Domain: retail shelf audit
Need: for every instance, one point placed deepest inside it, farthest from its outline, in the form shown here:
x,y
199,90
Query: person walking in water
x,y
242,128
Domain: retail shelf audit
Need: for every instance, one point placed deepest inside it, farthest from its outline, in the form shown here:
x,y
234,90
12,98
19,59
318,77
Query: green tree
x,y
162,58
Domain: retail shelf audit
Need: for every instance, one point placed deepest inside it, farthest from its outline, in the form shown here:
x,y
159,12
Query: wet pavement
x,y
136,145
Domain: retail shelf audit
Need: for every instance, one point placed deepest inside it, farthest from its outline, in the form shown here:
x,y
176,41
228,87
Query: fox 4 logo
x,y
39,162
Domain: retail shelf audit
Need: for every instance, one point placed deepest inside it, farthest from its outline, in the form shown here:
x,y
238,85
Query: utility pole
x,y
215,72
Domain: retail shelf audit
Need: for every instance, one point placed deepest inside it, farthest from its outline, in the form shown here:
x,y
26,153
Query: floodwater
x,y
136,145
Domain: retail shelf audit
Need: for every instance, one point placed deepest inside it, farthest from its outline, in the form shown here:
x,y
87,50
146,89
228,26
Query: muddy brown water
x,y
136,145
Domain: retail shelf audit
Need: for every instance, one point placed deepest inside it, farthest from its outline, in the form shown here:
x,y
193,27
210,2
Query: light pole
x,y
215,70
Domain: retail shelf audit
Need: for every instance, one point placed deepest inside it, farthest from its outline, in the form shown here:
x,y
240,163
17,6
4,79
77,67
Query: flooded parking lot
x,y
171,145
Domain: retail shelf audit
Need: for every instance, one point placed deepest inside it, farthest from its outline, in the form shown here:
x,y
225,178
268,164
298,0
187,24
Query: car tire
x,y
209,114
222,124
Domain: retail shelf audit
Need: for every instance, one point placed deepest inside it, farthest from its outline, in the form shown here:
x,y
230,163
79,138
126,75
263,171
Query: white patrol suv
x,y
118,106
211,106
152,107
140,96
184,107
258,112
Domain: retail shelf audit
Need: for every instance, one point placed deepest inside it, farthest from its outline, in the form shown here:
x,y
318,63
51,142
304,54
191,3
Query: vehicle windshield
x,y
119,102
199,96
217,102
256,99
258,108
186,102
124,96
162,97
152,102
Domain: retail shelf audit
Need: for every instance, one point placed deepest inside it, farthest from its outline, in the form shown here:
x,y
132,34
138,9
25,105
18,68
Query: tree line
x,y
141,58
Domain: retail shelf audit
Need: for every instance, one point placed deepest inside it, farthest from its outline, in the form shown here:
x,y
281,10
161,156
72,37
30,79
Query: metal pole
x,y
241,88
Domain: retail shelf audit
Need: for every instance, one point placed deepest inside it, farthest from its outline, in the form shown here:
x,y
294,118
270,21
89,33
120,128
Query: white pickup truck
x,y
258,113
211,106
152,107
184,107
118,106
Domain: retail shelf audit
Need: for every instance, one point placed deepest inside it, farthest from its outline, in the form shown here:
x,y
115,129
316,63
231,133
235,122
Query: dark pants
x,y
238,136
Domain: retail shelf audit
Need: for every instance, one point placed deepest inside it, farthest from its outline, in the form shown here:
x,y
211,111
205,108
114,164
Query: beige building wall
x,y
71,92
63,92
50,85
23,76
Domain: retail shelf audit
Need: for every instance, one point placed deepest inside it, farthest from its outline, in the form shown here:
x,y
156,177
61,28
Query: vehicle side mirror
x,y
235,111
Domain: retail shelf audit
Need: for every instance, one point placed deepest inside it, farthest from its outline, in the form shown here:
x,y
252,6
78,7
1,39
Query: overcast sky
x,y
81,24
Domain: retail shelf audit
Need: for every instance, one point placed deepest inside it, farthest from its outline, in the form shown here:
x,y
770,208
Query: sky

■ ■ ■

• **What is needed**
Reproduce all of the data exactly as given.

• **Solution for this task**
Domain: retail shelf audit
Need: for every instance, one point placed deepest inside it, farthest from its outline, in the form shown here:
x,y
199,90
Query: person walking in water
x,y
242,128
Domain: retail shelf audit
Need: for every instance, one point placed deepest inside it, farthest from its outline, in the form shown here:
x,y
234,90
12,98
19,59
318,77
Query: green tree
x,y
162,58
Domain: retail shelf audit
Need: for every instance, one point placed deepest inside it, farthest from its outline, in the form shown here:
x,y
159,12
Query: wet pavement
x,y
136,145
Domain: retail shelf audit
Need: for every instance, one point placed deepest inside it, farthest from its outline, in the form shown here:
x,y
176,41
228,87
Query: fox 4 logo
x,y
39,162
Domain: retail shelf audit
Need: for every instance, one point placed deepest inside it, farthest from its outline, in the form shown here:
x,y
238,85
Query: utility pole
x,y
215,72
Domain: retail shelf audit
Need: for every instance, one point placed deepest inside it, farthest from its outline, in the form shown here:
x,y
26,153
Query: floodwater
x,y
136,145
Domain: retail shelf audit
Need: for every instance, one point placed deepest inside it, farthest from its outline, in the form shown here:
x,y
87,50
146,89
228,26
Query: muddy brown water
x,y
136,145
Domain: retail shelf audit
Need: for every instance, one point placed deepest inside it, farthest from its outline, in the form shown here:
x,y
193,27
210,2
Query: light pole
x,y
215,70
Domain: retail shelf audit
Need: for every instance, one point placed deepest inside it, farthest from its outline, in the form shown here:
x,y
240,163
17,6
4,79
77,67
Query: flooded parking lot
x,y
171,145
Domain: retail shelf audit
Need: for every instance, one point placed deepest inside it, farthest from its outline, in the form shown here:
x,y
225,178
268,164
298,0
187,24
Query: car tire
x,y
209,114
222,124
Domain: retail shelf audit
Need: for every instance, one point placed deepest inside it, farthest from its outline, in the form shown here:
x,y
230,163
79,138
126,75
263,171
Query: white patrol suv
x,y
118,106
211,106
152,107
140,96
184,107
258,112
Domain: retail shelf audit
Need: for every instance, one point placed deepest inside it, farthest from its outline, in the form shown here:
x,y
318,63
51,142
304,54
191,3
Query: vehicle windshield
x,y
119,102
199,96
217,102
256,99
258,108
186,102
124,96
162,97
152,102
Domain: retail shelf audit
Need: for every instance, one point placed deepest inside it, farthest from its outline, in the form shown here:
x,y
132,34
138,9
25,105
18,68
Query: tree line
x,y
141,58
Domain: retail shelf audit
Need: for every instance, one point placed deepest inside it, farthest from its outline, in the form shown here:
x,y
281,10
161,156
72,37
30,79
Query: metal pole
x,y
241,88
Domain: retail shelf audit
Need: for every instance, one point placed deepest inside it, farthest from its outline, in the form shown here:
x,y
294,118
270,21
89,33
120,128
Query: white pickup truck
x,y
258,113
211,106
152,107
184,107
118,106
Domain: retail shelf audit
Need: for every instance, one point placed deepest inside it, farthest from its outline, in the form shown here:
x,y
115,129
316,63
231,133
235,122
Query: dark pants
x,y
238,136
Domain: retail shelf audit
Need: for every instance, one point placed deepest inside it, farthest from its outline, in the form shown here:
x,y
211,111
205,108
114,164
Query: beige building wall
x,y
71,92
63,92
50,85
23,76
Domain: retail shelf audit
Need: for every instance, one point placed deepest inside it, farthest from its outline, in the form shown here:
x,y
156,177
61,28
Query: vehicle side mirror
x,y
235,111
Domain: retail shelf audit
Need: for every instance, one point placed deepest inside it, farthest from its outline, in the form shown here:
x,y
252,6
78,7
1,39
Query: overcast sky
x,y
81,24
Domain: retail shelf audit
Need: for every instance, one point placed deepest inside it, farthest from its outline, in the form shown here:
x,y
770,208
Query: sky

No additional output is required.